→ Location identification items:
::::::::
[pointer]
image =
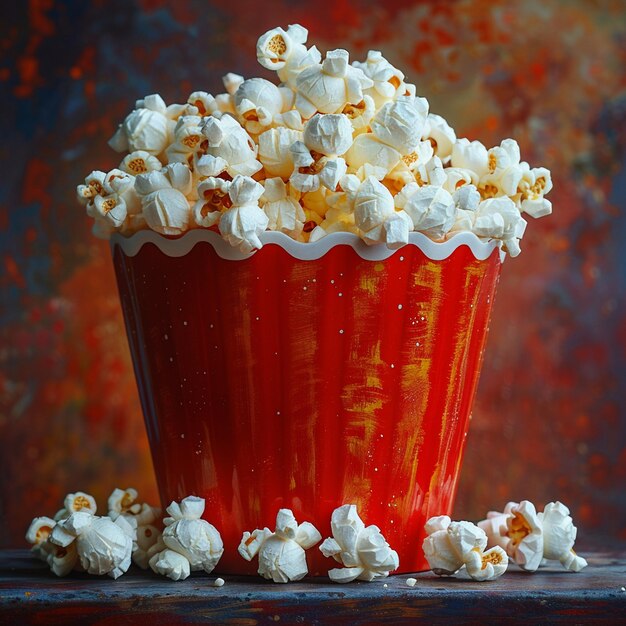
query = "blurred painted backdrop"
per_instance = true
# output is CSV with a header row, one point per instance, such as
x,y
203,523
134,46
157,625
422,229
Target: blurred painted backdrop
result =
x,y
550,420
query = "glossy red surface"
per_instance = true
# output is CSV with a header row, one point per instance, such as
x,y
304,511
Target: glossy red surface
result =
x,y
274,382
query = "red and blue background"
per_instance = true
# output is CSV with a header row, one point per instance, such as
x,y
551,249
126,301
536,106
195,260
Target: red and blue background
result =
x,y
550,417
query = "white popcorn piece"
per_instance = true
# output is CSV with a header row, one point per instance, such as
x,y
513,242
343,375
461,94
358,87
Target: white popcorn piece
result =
x,y
360,114
145,128
257,102
375,215
388,81
213,200
559,535
431,209
243,223
283,210
38,534
229,149
140,162
203,102
330,135
441,135
329,86
487,565
313,169
532,194
277,47
362,550
148,536
396,131
466,198
470,156
400,124
281,553
188,139
171,564
450,546
123,502
164,198
275,153
104,546
187,534
449,543
456,177
92,187
499,218
518,531
79,501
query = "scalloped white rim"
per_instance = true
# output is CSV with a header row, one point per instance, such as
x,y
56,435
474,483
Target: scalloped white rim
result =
x,y
304,251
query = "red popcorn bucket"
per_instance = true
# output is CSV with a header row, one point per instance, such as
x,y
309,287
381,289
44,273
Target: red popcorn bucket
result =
x,y
307,376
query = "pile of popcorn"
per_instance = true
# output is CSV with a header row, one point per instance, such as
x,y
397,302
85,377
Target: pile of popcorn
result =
x,y
76,539
334,147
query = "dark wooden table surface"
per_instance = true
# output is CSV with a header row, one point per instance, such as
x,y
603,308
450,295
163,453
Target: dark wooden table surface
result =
x,y
29,593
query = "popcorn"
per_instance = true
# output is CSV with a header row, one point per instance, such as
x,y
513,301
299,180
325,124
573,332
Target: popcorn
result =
x,y
103,546
145,128
284,212
230,149
188,139
518,531
362,550
213,201
92,187
499,218
166,208
124,503
140,162
190,536
450,546
282,552
388,81
431,209
396,131
376,216
529,537
441,135
559,535
360,115
313,169
275,153
330,135
325,119
257,101
328,87
243,223
488,565
38,534
471,156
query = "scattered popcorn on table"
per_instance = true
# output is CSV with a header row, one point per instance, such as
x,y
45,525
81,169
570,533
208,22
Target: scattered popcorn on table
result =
x,y
124,502
362,550
188,543
281,553
450,546
529,537
324,120
103,546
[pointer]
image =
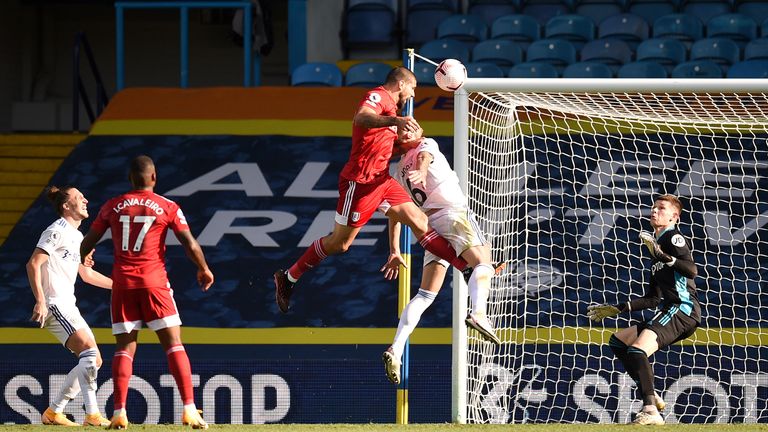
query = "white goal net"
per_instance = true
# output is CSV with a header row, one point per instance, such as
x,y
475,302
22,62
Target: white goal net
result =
x,y
562,175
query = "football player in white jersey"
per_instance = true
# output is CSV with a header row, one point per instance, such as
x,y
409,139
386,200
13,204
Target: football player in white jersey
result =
x,y
424,172
52,270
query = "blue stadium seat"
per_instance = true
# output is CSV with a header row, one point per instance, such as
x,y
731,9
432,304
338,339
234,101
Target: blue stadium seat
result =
x,y
504,53
756,50
425,74
685,28
666,52
316,74
484,70
722,51
469,29
533,70
697,69
705,10
642,69
736,27
611,52
440,49
574,28
630,28
369,24
587,70
557,52
650,10
519,28
749,69
489,10
366,74
423,17
598,10
544,10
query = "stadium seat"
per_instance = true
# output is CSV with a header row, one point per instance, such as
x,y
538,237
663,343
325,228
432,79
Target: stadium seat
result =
x,y
598,10
489,10
722,51
533,70
642,69
440,49
685,28
749,69
650,10
587,70
519,28
423,17
484,70
369,24
757,49
630,28
316,74
736,27
666,52
574,28
705,10
544,10
466,28
697,69
611,52
504,53
366,74
425,74
557,52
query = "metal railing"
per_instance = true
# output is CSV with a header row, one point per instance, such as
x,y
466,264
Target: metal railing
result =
x,y
250,68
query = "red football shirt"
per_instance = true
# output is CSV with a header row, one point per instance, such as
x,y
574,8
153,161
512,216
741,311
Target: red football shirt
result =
x,y
372,148
139,221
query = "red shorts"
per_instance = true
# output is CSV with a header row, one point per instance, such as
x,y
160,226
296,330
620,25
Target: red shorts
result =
x,y
153,307
358,201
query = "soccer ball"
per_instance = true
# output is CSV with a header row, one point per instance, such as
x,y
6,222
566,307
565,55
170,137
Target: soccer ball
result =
x,y
450,75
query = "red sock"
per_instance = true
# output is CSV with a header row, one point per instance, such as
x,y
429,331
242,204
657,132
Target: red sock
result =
x,y
439,246
312,257
122,369
178,363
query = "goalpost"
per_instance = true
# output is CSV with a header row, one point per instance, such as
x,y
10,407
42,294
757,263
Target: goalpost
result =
x,y
562,174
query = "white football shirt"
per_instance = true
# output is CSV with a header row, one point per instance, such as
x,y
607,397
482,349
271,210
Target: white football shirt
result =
x,y
61,241
442,189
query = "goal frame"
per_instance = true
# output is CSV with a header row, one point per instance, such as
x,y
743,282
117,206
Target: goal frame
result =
x,y
546,85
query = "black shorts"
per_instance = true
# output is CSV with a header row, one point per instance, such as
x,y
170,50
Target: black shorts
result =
x,y
670,325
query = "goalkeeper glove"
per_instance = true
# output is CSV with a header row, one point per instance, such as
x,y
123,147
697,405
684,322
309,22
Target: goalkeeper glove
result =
x,y
653,246
598,312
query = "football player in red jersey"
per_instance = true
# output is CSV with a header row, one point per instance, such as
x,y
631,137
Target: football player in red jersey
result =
x,y
365,183
141,294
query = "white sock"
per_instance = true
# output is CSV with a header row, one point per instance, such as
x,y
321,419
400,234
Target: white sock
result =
x,y
69,390
87,372
480,287
410,318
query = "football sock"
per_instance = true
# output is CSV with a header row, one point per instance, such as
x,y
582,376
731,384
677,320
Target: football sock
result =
x,y
637,360
311,257
433,242
479,287
87,371
410,318
122,369
69,390
178,363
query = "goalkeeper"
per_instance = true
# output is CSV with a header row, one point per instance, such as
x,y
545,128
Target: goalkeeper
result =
x,y
672,290
433,185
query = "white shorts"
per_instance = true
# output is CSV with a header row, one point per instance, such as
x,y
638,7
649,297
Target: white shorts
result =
x,y
64,321
459,226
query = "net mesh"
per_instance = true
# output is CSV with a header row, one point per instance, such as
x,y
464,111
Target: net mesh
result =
x,y
562,184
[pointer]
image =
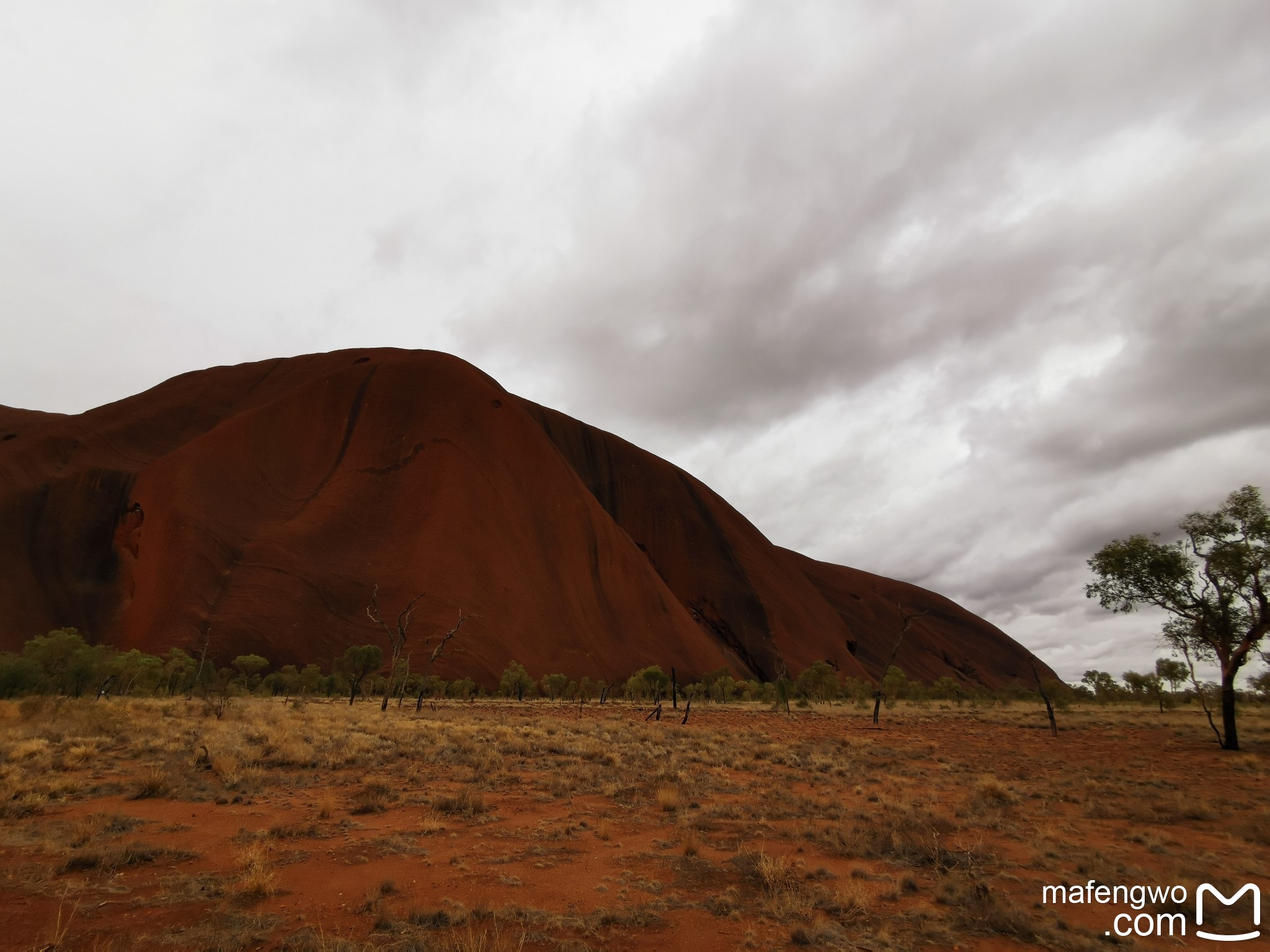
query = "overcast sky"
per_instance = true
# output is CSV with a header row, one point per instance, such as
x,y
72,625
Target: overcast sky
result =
x,y
951,293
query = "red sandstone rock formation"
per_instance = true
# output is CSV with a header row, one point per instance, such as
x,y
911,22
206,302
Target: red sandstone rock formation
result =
x,y
262,503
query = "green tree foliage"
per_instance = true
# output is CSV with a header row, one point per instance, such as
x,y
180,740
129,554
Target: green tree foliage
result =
x,y
1171,671
819,682
1213,582
66,662
357,663
516,682
463,689
251,669
554,685
1101,684
18,674
648,683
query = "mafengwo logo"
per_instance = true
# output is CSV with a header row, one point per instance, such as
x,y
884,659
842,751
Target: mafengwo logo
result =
x,y
1206,889
1161,923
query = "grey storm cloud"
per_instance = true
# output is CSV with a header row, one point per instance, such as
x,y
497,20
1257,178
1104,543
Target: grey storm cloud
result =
x,y
953,293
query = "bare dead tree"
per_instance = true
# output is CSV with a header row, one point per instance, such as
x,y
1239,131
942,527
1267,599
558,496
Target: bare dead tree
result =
x,y
397,637
437,651
906,620
202,660
1049,707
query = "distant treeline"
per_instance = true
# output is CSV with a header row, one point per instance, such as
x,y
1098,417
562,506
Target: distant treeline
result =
x,y
64,663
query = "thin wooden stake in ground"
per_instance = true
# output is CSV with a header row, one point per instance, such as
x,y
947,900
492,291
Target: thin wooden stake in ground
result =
x,y
907,619
1049,707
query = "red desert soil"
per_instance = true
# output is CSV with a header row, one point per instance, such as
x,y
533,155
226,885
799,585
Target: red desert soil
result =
x,y
262,503
328,827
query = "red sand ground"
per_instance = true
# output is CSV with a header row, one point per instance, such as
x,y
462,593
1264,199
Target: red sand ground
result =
x,y
1067,818
262,503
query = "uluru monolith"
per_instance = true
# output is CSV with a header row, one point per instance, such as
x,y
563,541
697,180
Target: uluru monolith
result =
x,y
255,507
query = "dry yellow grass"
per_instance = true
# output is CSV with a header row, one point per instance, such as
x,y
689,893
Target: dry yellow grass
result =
x,y
949,818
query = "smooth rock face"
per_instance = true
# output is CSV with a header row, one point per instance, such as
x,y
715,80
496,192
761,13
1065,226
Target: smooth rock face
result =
x,y
258,506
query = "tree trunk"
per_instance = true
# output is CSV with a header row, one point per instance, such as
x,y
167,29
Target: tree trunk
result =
x,y
1231,742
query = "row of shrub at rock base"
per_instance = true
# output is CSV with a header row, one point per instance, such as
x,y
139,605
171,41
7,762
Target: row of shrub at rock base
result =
x,y
64,663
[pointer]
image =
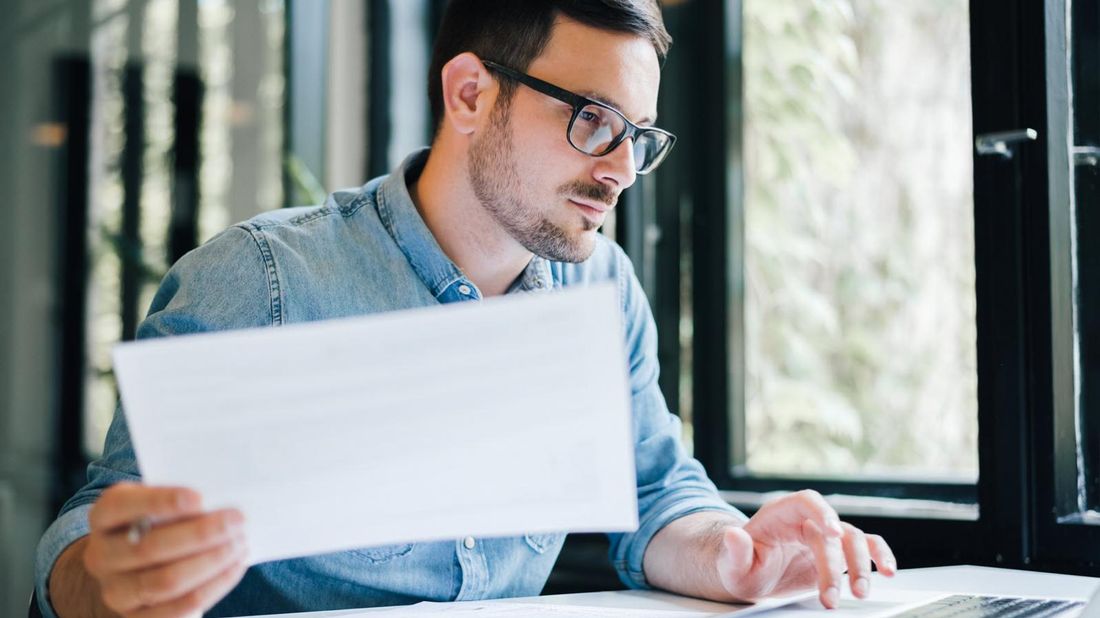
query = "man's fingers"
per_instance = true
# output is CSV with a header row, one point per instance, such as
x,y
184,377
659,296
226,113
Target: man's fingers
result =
::::::::
→ TASK OBJECTIVE:
How many of the lines above contain the string "shorts"? Case counts. Give only the number.

→ WRITTEN SOLUTION:
6